▶ _EXERCISE PASSAGE_
Mumbai: As the BMC leaving no stone unturned to prevent coronavirus spread in the Maximum City, it body does not seem to have any plans to keep a check on the effect of the outbreak in slum areas.
While BMC in last two weeks implemented an elaborate plan to check every household in non-slum housing societies including prominent highrises for all those who have arrived back from a foreign trip, the civic body has left the city’s slum areas unchecked.
However, unlike the other cases who are mostly affluent Mumbaikars, a 68-year-old woman working as a domestic help became the first in the city from an underprivileged background to get infected by coronavirus.
Until this week, it was largely travellers from the affluent class or those with the history of foreign travel who had tested positive for Covid19.
The case of this domestic help has raised questions over the BMC’s preparedness to tackle the situation if positive coronavirus cases erupt in densely populated slum areas of Mumbai.
After she was tested positive her family members too queued up at Kasturba hospital on Thursday afternoon to get themselves tested for coronavirus
The family now fears more for their teenaged sons. The domestic help herself possibly contracted the virus from the family of the US returned employer BMC officials said. The maid, her son, daughter in law and one of her two grandsons live in a slum.
After the mother-in-law tested positive the civic body asked her family members to get themselves tested at once. The BMC officials said, the maid's son himself was not in favour of getting himself tested but after the doctors convinced him he agreed to do so.
"Workers from our solid waste management team have sanitised the area around the domestic help's house using sodium hydrochloride also other households nearby were inspected to see anyone exhibited symptoms," said the local ward officer on the condition of anonymity.
A BMC official said, "Slums are currently a low-risk area for us hence unless there is any case we are not worried about these areas. We are currently targeting only those with a history of travel to the affected countries."
A ward officer said, "We have instructions to keep a close vigil on non-slum housing societies where possible cases with foreign travel history are coming up, so we are not checking slum areas.”
Meanwhile, a social activist from Dharavi Rama Gurudev said, “We are sitting on a ticking time bomb. If the cases spread in slums, it will be nothing less than a disaster.”
I think a team should start keeping vigil on slums and chawls residents of which are in close contact with affluent families in some or the other way."

▶ _ASSIGNED TASK A_
Answer these questions about the report:
(i) How old is the domestic help who tested positive?
(ii) At which hospital did her family members line up to be tested?
(iii) Which area is the social activist Rama Gurudev from?
▶ _ASSIGNED TASK B_
Rewrite everything in the report from "While BMC in" down to "positive for Covid19.", putting "housemaid" in place of "domestic help".

▶ _DATA SUPPLIED_
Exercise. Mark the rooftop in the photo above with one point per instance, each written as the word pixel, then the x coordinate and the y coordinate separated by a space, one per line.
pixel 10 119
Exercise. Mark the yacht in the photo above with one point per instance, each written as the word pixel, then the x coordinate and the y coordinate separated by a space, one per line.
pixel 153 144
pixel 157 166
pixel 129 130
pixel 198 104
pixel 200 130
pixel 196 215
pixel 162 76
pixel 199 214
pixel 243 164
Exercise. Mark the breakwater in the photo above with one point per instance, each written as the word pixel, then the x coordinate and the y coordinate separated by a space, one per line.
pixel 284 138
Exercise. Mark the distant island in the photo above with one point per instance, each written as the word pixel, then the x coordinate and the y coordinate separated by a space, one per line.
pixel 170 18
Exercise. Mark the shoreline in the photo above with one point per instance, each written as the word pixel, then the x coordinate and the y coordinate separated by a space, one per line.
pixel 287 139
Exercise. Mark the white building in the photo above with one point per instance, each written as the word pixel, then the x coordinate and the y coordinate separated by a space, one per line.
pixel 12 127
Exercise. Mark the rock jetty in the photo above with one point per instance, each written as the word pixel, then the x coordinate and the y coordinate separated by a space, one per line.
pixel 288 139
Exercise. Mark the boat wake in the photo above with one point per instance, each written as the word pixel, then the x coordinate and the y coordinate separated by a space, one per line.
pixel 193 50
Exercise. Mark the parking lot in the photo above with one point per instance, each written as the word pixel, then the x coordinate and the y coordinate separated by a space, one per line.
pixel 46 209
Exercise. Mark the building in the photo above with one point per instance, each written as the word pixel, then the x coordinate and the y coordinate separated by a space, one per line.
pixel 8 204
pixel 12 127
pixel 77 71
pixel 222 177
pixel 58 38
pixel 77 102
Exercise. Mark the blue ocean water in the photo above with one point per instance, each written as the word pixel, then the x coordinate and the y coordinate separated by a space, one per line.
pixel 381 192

▶ _YOUR RESPONSE A_
(i) 68
(ii) Kasturba hospital
(iii) Dharavi

▶ _YOUR RESPONSE B_
While BMC in last two weeks implemented an elaborate plan to check every household in non-slum housing societies including prominent highrises for all those who have arrived back from a foreign trip, the civic body has left the city’s slum areas unchecked.
However, unlike the other cases who are mostly affluent Mumbaikars, a 68-year-old woman working as a housemaid became the first in the city from an underprivileged background to get infected by coronavirus.
Until this week, it was largely travellers from the affluent class or those with the history of foreign travel who had tested positive for Covid19.